*SOURCE TEXT:*
++++++++
A team of scientists announced a breakthrough in computer memory technology on Dec. 11 that heralded more sophisticated and reliable MP3 players, digital cameras and other devices. Scientists from IBM, Macronix and Qimonda said they developed a material that made "phase-change" memory 500 to 1,000 times faster than the commonly used "flash" memory, while using half as much power.
"You can do a lot of things with this phase-change memory that you can't do with flash," IBM senior manager of nanoscale science Spike Narayan said. "You can replace disks, do instant-on computers, or carry your own fancy computer application in your hand. It would complement smaller technology if manufacturers wanted to conjure things up."
Technical details of the research are to be presented to engineers gathered at the 2006 International Electronic Devices Meeting in San Francisco.
++++++++
(Collected data entries)
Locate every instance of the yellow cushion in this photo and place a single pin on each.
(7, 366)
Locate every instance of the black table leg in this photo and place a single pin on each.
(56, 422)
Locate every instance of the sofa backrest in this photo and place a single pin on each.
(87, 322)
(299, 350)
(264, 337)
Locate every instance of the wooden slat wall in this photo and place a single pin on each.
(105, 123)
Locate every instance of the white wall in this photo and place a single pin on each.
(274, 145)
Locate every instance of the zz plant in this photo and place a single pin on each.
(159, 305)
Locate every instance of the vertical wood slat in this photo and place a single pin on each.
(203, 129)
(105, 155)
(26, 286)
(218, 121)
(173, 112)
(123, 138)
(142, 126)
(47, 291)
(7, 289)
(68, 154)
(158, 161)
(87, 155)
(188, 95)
++++++++
*WORK REQUEST:* Copy out the full passage about the phase-change memory breakthrough word for word.

*RESPONSE TO THIS EXERCISE:*
A team of scientists announced a breakthrough in computer memory technology on Dec. 11 that heralded more sophisticated and reliable MP3 players, digital cameras and other devices. Scientists from IBM, Macronix and Qimonda said they developed a material that made "phase-change" memory 500 to 1,000 times faster than the commonly used "flash" memory, while using half as much power.
"You can do a lot of things with this phase-change memory that you can't do with flash," IBM senior manager of nanoscale science Spike Narayan said. "You can replace disks, do instant-on computers, or carry your own fancy computer application in your hand. It would complement smaller technology if manufacturers wanted to conjure things up."
Technical details of the research are to be presented to engineers gathered at the 2006 International Electronic Devices Meeting in San Francisco.